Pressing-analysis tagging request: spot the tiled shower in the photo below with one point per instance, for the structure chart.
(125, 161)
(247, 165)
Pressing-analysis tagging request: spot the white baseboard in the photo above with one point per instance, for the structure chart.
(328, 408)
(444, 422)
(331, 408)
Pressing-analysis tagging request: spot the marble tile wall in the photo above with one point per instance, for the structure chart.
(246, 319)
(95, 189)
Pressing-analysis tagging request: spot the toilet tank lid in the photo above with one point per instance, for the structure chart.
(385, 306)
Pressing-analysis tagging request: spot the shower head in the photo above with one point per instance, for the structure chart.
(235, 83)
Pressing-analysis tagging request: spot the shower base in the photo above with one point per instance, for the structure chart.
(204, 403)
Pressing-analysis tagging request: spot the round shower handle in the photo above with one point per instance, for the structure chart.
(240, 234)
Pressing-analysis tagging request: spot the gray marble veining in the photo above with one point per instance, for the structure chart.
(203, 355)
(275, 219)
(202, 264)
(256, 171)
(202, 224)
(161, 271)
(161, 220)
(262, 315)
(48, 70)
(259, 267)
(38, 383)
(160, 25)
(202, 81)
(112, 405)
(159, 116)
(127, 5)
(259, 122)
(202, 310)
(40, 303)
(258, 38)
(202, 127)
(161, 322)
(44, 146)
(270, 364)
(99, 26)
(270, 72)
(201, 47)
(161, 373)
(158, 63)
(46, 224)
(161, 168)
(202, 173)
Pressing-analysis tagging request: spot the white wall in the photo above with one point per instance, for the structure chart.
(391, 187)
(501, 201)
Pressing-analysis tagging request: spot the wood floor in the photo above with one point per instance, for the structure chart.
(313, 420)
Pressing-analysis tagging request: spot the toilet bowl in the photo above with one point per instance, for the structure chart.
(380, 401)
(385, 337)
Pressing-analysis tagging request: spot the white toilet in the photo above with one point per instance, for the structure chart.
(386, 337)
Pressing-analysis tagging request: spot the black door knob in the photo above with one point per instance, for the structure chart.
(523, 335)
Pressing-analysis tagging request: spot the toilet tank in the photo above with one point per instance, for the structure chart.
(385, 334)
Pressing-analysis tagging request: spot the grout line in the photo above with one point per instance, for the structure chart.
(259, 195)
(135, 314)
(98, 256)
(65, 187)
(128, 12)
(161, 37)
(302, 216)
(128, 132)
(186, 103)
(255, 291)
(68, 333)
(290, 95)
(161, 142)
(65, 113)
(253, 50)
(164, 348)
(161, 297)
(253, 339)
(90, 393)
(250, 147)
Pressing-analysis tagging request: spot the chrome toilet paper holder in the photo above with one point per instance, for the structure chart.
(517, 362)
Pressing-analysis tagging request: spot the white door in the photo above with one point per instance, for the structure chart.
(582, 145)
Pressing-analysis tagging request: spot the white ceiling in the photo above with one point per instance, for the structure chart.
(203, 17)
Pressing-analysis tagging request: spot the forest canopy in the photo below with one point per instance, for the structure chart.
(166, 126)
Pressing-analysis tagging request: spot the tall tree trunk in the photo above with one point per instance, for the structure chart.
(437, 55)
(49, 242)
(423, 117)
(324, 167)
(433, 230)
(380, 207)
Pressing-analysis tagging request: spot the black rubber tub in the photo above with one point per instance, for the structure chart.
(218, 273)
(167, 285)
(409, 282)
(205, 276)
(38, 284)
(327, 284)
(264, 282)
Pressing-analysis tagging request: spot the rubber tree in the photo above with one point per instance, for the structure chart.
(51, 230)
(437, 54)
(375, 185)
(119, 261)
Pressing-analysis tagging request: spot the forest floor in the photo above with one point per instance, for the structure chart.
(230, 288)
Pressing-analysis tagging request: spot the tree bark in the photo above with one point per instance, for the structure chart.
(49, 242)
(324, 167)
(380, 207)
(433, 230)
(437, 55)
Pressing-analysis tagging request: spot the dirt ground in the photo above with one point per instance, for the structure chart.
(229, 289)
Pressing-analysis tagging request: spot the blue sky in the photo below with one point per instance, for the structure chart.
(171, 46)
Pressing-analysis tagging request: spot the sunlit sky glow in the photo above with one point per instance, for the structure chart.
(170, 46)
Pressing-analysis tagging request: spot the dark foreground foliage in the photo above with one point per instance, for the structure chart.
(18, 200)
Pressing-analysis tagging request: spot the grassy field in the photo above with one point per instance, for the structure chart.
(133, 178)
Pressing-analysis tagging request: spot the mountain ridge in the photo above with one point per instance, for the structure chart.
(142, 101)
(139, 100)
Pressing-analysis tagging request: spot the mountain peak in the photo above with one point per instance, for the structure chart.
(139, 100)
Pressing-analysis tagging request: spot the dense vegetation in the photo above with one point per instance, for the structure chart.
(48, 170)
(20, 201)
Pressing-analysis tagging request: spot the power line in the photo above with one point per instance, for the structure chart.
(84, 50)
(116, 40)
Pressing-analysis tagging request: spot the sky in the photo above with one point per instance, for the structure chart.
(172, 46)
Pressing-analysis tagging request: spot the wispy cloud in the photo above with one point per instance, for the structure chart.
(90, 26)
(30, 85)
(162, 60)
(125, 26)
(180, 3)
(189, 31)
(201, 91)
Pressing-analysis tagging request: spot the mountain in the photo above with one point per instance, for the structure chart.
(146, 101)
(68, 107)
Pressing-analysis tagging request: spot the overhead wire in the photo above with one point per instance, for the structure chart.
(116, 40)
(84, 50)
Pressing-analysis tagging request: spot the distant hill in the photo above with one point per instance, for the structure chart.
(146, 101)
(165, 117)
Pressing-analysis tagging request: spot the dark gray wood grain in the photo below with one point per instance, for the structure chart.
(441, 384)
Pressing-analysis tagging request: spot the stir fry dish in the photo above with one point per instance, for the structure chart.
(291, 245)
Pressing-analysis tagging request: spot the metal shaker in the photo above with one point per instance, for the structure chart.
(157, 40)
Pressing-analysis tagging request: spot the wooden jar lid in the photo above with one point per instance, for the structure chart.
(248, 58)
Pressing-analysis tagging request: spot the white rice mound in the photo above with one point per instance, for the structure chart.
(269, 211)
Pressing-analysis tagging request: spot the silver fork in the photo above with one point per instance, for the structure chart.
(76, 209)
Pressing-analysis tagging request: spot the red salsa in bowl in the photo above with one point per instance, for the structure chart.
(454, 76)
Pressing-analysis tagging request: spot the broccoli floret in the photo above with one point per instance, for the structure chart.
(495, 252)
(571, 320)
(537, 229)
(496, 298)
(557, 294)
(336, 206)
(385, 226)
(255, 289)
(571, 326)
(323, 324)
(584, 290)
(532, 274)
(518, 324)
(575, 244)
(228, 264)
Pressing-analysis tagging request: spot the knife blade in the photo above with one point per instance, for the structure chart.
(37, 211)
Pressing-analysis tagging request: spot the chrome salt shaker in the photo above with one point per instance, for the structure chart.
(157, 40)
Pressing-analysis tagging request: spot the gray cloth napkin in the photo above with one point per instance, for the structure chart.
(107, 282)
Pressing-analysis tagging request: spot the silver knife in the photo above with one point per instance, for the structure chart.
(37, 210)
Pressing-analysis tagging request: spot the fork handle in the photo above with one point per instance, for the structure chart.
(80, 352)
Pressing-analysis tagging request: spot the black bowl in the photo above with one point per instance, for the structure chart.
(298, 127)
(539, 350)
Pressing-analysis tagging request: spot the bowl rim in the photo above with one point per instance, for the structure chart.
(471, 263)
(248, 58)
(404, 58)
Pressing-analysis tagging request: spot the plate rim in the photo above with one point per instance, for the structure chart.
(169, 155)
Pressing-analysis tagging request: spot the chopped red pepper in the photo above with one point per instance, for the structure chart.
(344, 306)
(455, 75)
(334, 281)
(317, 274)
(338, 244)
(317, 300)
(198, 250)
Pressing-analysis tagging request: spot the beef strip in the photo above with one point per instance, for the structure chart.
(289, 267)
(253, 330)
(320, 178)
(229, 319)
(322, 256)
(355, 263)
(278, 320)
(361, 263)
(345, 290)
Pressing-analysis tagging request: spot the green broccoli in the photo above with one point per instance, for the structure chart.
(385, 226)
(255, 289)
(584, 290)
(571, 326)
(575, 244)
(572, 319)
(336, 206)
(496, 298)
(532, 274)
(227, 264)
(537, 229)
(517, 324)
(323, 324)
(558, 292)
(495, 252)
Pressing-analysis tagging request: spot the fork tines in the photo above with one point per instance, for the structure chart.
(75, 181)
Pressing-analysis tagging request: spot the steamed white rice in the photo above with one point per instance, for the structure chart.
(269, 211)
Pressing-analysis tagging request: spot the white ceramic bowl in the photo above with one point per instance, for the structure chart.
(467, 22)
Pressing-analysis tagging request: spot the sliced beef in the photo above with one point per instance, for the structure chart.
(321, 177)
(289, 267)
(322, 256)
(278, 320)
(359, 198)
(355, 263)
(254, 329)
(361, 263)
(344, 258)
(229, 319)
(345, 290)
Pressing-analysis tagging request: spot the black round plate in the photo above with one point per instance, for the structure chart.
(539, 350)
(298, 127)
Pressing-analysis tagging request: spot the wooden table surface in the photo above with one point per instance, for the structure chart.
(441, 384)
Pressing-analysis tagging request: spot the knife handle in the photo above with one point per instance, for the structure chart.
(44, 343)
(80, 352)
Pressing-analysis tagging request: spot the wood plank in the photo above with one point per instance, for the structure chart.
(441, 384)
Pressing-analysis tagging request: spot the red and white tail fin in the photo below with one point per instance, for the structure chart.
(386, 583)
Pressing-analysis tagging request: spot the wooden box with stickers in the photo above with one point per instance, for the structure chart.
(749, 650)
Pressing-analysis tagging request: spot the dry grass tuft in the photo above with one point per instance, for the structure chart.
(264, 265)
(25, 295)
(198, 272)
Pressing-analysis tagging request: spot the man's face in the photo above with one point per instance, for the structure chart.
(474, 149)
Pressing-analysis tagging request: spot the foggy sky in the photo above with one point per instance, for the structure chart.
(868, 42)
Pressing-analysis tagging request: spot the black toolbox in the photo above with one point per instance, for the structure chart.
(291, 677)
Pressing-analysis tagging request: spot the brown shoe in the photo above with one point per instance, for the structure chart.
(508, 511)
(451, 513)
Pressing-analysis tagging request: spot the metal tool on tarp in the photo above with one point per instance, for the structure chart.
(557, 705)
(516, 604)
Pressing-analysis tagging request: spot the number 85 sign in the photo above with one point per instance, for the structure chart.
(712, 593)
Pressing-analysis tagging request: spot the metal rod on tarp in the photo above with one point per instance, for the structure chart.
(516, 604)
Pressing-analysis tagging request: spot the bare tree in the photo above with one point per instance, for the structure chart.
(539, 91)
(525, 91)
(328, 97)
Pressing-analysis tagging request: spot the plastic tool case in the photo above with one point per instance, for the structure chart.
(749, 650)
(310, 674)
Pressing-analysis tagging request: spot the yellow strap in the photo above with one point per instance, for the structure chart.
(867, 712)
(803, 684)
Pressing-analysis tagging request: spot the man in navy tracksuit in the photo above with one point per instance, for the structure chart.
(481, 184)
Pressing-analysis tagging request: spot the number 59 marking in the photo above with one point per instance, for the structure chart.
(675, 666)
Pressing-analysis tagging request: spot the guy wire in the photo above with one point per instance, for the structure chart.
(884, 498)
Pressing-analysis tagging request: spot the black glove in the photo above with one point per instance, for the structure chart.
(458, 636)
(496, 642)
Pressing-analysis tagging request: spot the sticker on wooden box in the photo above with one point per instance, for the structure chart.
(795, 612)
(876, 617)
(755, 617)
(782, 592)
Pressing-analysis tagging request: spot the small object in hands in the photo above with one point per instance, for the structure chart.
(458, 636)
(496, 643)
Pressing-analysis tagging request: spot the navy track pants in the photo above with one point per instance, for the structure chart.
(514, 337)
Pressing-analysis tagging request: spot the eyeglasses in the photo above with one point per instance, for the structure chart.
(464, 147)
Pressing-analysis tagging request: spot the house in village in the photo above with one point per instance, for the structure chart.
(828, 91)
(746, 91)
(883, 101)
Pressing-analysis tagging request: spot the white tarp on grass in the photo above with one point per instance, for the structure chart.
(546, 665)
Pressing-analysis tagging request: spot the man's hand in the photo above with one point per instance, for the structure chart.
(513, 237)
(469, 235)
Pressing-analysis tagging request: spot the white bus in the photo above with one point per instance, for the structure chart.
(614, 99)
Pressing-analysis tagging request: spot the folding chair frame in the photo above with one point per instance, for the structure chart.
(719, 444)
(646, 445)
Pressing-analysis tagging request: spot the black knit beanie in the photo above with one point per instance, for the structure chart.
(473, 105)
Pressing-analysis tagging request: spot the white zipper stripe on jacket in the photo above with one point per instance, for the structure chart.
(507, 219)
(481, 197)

REQUIREMENT: Return the line that contains "Pressing-analysis tagging request: spot the white bus" along with every line after it through the end of the entries, exactly, adding nothing.

FULL SOLUTION:
Pressing-analysis tagging request: spot the white bus in the photo above with one point per instance, for the structure chart.
(614, 99)
Pressing-analysis tagging request: spot the folding chair frame in the photo above with one point per instance, for the structure chart.
(719, 444)
(646, 445)
Pressing-analysis tagging request: spot the black knit beanie in the photo above with one point per instance, for the structure chart.
(473, 105)
Pressing-analysis tagging request: spot the white zipper stripe on jacket in the photo above with one point per instance, for the structure chart.
(507, 219)
(481, 197)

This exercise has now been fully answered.